== TASK DIRECTIONS ==
Can you reproduce, word for word, the profile of tennis player Evan Furness given below?

Grand Slam singles results
- Australian Open: Q1 (2023)
- French Open: Q3 (2021)
- Wimbledon: Q1 (2022)
- US Open: Q1 (2022)

Doubles
- Career record: 0–0 (at ATP Tour level, Grand Slam level, and in Davis Cup)
- Career titles: 0
- Highest ranking: No. 513 (27 May 2019)

Grand Slam mixed doubles results
- French Open: 1R (2018)

= Evan Furness =

French tennis player (born 1998)

Evan Furness (born 13 August 1998) is a French inactive professional tennis player.
He has a career high ATP singles ranking of world No. 197, achieved on 2 October 2022. He also has a career high doubles ranking of No. 513, achieved on 27 May 2019. Furness has won one ATP Challenger and eight ITF singles titles.

== DATA EXCERPT ==

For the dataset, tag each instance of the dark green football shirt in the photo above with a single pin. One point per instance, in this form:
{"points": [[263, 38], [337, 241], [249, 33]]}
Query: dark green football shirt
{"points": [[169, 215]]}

== REPLY ==
Grand Slam singles results
- Australian Open: Q1 (2023)
- French Open: Q3 (2021)
- Wimbledon: Q1 (2022)
- US Open: Q1 (2022)

Doubles
- Career record: 0–0 (at ATP Tour level, Grand Slam level, and in Davis Cup)
- Career titles: 0
- Highest ranking: No. 513 (27 May 2019)

Grand Slam mixed doubles results
- French Open: 1R (2018)

= Evan Furness =

French tennis player (born 1998)

Evan Furness (born 13 August 1998) is a French inactive professional tennis player.
He has a career high ATP singles ranking of world No. 197, achieved on 2 October 2022. He also has a career high doubles ranking of No. 513, achieved on 27 May 2019. Furness has won one ATP Challenger and eight ITF singles titles.